**Problem statement**
Write out every entry exactly as it appears.

----- Dataset entries -----

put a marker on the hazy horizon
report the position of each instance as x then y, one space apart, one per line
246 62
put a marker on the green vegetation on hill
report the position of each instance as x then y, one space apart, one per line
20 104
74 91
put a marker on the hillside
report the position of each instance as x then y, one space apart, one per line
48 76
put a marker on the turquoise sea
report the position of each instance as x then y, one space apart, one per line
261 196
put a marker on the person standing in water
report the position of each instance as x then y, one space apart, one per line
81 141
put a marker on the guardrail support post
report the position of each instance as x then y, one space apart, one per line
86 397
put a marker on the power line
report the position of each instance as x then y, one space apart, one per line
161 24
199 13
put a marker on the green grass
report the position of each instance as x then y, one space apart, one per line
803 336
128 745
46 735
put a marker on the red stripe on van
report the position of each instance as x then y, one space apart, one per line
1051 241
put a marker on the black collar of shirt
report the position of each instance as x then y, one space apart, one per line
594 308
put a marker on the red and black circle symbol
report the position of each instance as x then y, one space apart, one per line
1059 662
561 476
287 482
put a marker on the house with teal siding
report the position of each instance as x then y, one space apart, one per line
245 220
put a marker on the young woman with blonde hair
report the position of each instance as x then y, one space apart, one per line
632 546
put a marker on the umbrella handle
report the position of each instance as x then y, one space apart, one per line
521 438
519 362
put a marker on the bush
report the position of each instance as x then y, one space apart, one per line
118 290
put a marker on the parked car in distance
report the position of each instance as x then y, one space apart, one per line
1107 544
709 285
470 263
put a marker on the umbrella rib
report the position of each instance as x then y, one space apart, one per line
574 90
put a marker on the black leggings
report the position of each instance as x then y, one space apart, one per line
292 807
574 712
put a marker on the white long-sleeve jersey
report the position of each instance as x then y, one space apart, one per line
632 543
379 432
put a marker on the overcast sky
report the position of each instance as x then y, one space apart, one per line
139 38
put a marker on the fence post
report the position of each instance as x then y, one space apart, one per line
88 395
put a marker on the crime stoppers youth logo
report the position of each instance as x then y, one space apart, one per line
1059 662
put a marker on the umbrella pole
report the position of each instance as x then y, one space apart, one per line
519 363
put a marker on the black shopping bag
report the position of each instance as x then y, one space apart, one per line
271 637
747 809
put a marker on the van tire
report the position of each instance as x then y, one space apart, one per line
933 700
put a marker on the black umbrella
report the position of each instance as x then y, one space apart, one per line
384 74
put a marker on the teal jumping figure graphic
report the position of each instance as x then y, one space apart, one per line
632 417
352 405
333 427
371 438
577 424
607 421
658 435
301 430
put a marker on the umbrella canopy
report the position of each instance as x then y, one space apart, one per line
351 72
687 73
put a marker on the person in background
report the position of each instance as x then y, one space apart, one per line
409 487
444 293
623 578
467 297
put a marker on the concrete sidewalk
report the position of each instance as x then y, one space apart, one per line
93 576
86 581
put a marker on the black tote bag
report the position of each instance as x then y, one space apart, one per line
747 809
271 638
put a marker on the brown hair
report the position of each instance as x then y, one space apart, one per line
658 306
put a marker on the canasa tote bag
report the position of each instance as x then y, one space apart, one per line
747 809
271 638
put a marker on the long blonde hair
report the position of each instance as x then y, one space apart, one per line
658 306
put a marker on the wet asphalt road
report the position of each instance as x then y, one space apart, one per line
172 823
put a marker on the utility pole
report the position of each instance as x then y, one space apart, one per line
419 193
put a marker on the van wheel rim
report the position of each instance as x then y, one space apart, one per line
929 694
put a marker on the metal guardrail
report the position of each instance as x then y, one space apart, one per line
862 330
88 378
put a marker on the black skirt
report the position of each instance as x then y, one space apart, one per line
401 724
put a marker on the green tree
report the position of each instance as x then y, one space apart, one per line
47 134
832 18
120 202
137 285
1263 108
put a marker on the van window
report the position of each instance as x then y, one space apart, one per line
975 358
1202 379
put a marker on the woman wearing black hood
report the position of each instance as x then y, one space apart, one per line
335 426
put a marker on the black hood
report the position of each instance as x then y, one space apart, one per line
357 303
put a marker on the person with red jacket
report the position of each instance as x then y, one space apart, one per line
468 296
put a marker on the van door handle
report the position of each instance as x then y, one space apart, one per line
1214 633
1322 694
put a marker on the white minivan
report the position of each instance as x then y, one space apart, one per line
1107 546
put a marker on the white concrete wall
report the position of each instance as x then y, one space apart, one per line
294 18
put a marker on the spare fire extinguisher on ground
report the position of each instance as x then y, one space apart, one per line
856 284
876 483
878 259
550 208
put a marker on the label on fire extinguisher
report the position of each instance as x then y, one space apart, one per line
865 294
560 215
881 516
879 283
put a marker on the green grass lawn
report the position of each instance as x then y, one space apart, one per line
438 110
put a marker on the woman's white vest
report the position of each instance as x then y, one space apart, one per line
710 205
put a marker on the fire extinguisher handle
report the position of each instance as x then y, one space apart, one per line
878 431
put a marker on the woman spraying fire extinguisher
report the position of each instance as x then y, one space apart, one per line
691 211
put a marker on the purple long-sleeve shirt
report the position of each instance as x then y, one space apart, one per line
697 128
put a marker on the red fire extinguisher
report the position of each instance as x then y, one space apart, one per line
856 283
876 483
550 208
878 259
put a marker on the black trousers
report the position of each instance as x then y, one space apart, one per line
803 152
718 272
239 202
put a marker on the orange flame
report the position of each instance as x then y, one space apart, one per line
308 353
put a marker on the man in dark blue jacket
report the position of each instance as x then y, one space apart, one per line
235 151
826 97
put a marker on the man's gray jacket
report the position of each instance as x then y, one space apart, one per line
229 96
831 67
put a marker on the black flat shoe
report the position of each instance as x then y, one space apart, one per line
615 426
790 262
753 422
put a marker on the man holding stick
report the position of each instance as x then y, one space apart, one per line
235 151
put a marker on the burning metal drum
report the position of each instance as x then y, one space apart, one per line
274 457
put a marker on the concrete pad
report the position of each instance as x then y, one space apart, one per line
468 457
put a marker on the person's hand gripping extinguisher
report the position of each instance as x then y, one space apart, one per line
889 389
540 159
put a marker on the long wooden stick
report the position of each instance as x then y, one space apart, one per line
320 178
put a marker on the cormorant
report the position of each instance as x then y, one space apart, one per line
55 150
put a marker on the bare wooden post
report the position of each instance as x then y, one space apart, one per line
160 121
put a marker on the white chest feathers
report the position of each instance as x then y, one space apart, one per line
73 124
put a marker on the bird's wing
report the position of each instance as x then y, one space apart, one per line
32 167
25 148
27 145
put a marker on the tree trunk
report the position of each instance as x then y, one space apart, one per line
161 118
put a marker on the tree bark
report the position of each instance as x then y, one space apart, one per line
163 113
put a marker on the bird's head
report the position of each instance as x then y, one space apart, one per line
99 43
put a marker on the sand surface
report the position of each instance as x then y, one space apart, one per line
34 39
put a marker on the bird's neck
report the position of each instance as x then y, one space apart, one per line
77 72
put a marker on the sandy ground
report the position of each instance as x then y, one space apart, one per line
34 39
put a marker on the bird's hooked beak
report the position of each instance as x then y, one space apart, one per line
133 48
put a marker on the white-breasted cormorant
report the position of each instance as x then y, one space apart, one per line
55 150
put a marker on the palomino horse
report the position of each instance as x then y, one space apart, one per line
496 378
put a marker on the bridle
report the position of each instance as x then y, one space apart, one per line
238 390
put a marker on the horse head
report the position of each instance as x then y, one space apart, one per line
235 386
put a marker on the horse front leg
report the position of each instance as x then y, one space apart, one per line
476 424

-----

**Result for this exercise**
put a marker on the hazy horizon
report the position of each instance as x then y, one space apart, one per line
246 62
put a marker on the green vegetation on hill
report the position of each instance as x then y, one space apart, one per line
20 104
74 91
put a marker on the hillside
report the position of each instance as x then y, one space apart, one per line
48 76
put a marker on the turquoise sea
report the position of each instance as x then y, one space apart, one per line
261 196
put a marker on the person standing in water
report the position of each instance as x then y, one space apart, one per line
81 141
put a marker on the guardrail support post
report the position of each instance as x then y, one space apart, one per line
86 397
put a marker on the power line
report the position of each instance as x then y, one space apart, one per line
161 24
199 13
put a marker on the green grass
report the position of each instance as x then y, one space apart, one per line
803 336
128 745
46 735
put a marker on the red stripe on van
report the position of each instance as x then y, one space apart, one per line
1051 241
put a marker on the black collar of shirt
report the position of each instance as x then y, one space apart, one per line
594 308
put a marker on the red and black circle symbol
report the position of each instance as x then y, one space apart, one per line
1059 662
561 476
287 482
put a marker on the house with teal siding
report the position of each instance as x then y, one space apart, one per line
245 220
put a marker on the young woman with blonde hair
report the position of each instance as x then y, one space apart, one per line
632 546
put a marker on the umbrella handle
report the position of each instance as x then y, one space apart, one per line
521 438
519 362
put a marker on the bush
report the position of each instance as x then y, one space apart, one per line
118 290
put a marker on the parked car in distance
report the position of each instance as x then y, one space apart, one per line
1107 544
709 285
470 263
put a marker on the umbrella rib
report the position of each instance as x then y, one space apart, one per line
574 90
put a marker on the black leggings
report the position of each instance as x then y, one space apart, one per line
292 807
574 712
put a marker on the white long-sleeve jersey
report the position of each instance as x then y, one space apart, one per line
632 543
379 432
put a marker on the overcast sky
report the position of each instance as x then y, one space apart, one per line
139 38
put a marker on the fence post
report the position of each instance as x then y, one space apart, one per line
88 395
put a marker on the crime stoppers youth logo
report the position of each instance as x then y, one space apart, one per line
1059 662
put a marker on the umbrella pole
report the position of each instance as x then y, one space apart, one per line
519 363
put a marker on the black shopping bag
report the position of each instance as x then y, one space apart, one per line
271 637
747 809
put a marker on the van tire
report the position of each instance as x then y, one space apart, one per line
933 700
put a marker on the black umbrella
report the position of each instance as x then y, one space apart, one per line
384 74
put a marker on the teal jumping figure graphic
report the position of each instance as x then y, one space apart, one per line
632 417
352 405
333 427
371 438
577 424
607 421
658 435
301 430
put a marker on the umbrella canopy
report the position of each instance as x then y, one space apart, one per line
351 72
687 73
put a marker on the person in background
report the position of each instance as x then y, one space apart, one per line
409 487
444 293
623 578
467 297
put a marker on the concrete sidewalk
report the position of each instance as x then y, one space apart, one per line
93 576
86 581
put a marker on the black tote bag
report the position of each instance as x then y, one space apart, one per line
747 809
271 638
put a marker on the brown hair
report the position of each instance as x then y, one space apart, one per line
658 306
put a marker on the canasa tote bag
report the position of each instance as x then y, one space apart, one per line
747 809
271 638
put a marker on the long blonde hair
report the position of each instance as x then y, one space apart, one per line
658 306
put a marker on the wet asphalt road
report the position of each instance as x then y, one space apart, one per line
172 823
put a marker on the utility pole
report the position of each instance as x then y, one space apart, one per line
419 193
put a marker on the van wheel rim
report the position of each instance as x then y, one space apart, one per line
929 694
put a marker on the metal guardrail
report the position of each instance as x then y, one space apart, one per line
862 330
88 378
put a marker on the black skirt
report the position of each instance as x then y, one space apart, one per line
401 724
put a marker on the green tree
report the position of each instance as x then y, one space apart, one per line
47 134
832 18
120 202
137 285
1263 108
put a marker on the van window
report the position of each instance as x then y, one space apart, one per line
975 358
1202 379
put a marker on the woman wearing black hood
report the position of each instance as x then y, one space apart, one per line
335 426
put a marker on the black hood
report the position of each instance as x then y, one space apart, one per line
357 303
put a marker on the person with red jacket
report the position of each instance as x then y, one space apart, one per line
468 296
put a marker on the van door handle
report the position of each instance as x then y, one space apart, one per line
1214 633
1322 694
put a marker on the white minivan
report the position of each instance as x then y, one space apart, one per line
1107 546
put a marker on the white concrete wall
report the position of each instance as x then y, one space apart, one per line
294 18
put a marker on the spare fire extinguisher on ground
report the position of each instance as x then y, one space apart, one per line
856 284
876 483
878 259
550 208
put a marker on the label on fire extinguisher
report the position of each instance as x then y, one space apart, one per line
865 294
560 215
881 516
879 283
put a marker on the green grass lawn
report the position of each instance as x then y, one space apart, one per line
438 110
put a marker on the woman's white vest
report the position of each instance as x then y, one space apart, one per line
710 205
put a marker on the fire extinguisher handle
report the position of each instance as x then y, one space apart, one per line
878 431
put a marker on the woman spraying fire extinguisher
report the position of each instance as x then y, one space apart, one per line
691 211
put a marker on the purple long-sleeve shirt
report the position of each instance as x then y, one space apart, one per line
697 128
put a marker on the red fire extinguisher
report the position of each instance as x then y, one space apart, one per line
856 283
876 483
550 208
878 259
put a marker on the black trousers
report the position of each instance as x then y, one space apart, one per line
803 152
718 272
239 202
put a marker on the orange flame
report the position of each instance as x then y, one space apart, one per line
308 353
put a marker on the man in dark blue jacket
report the position of each instance as x then y, one space apart, one per line
235 151
826 97
put a marker on the man's gray jacket
report the position of each instance as x then y, one space apart, one per line
229 96
831 67
put a marker on the black flat shoe
report the position of each instance as x then y, one space apart, one per line
615 426
790 262
753 422
put a marker on the man holding stick
report the position of each instance as x then y, one space apart, one per line
235 151
put a marker on the burning metal drum
report the position of each instance as x then y, one space apart, one per line
274 457
put a marker on the concrete pad
report the position of each instance as x then y, one space apart, one per line
468 457
put a marker on the person's hand gripping extinguisher
report the position of each instance as x then y, one space apart, one per line
889 389
540 159
put a marker on the long wooden stick
report the position of each instance as x then y, one space apart, one per line
320 178
put a marker on the cormorant
report the position of each instance as x then y, one space apart, one per line
55 150
put a marker on the bare wooden post
report the position of each instance as x then y, one space apart, one per line
160 121
put a marker on the white chest feathers
report the position of each instance as x then y, one space apart, one per line
73 124
put a marker on the bird's wing
report the position of each instance as x then y, one space apart, one per line
32 167
25 148
27 145
put a marker on the tree trunk
report the position of each instance as x then y, one space apart, one per line
161 118
put a marker on the tree bark
report the position of each instance as x then y, one space apart, one per line
163 113
put a marker on the bird's head
report the position of each instance as x then y, one space apart, one per line
99 43
put a marker on the sand surface
report the position of each instance as x then y, one space apart, one per line
34 39
put a marker on the bird's neck
report the position of each instance as x then y, one space apart, one per line
77 72
put a marker on the sandy ground
report the position of each instance as x then y, one space apart, one per line
34 39
put a marker on the bird's hooked beak
report the position of each instance as x then y, one space apart, one per line
133 48
put a marker on the white-breasted cormorant
report the position of each instance as x then y, one space apart, one per line
55 150
put a marker on the palomino horse
report the position of each instance as x then y, one space apart, one per line
496 378
put a marker on the bridle
report the position of each instance as x then y, one space apart, one per line
238 390
put a marker on the horse head
report the position of each instance as x then y, one space apart, one per line
235 386
put a marker on the horse front leg
report the position of each instance as x then y, one space apart, one per line
476 424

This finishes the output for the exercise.